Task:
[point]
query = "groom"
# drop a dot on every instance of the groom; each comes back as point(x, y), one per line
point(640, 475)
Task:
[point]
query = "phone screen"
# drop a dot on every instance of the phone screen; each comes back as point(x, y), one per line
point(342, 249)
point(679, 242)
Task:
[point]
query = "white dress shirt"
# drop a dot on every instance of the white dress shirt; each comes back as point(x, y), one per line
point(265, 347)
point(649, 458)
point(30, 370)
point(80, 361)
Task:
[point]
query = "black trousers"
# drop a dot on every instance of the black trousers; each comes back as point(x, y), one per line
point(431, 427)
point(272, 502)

==

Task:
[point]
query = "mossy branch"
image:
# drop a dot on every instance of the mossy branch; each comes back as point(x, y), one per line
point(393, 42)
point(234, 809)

▶ What you need to do: Search the records for the string "query" and report each line that has it.

▶ Answer box:
query = "groom"
query = "phone screen"
query = "white dress shirt"
query = "black trousers"
query = "mossy branch"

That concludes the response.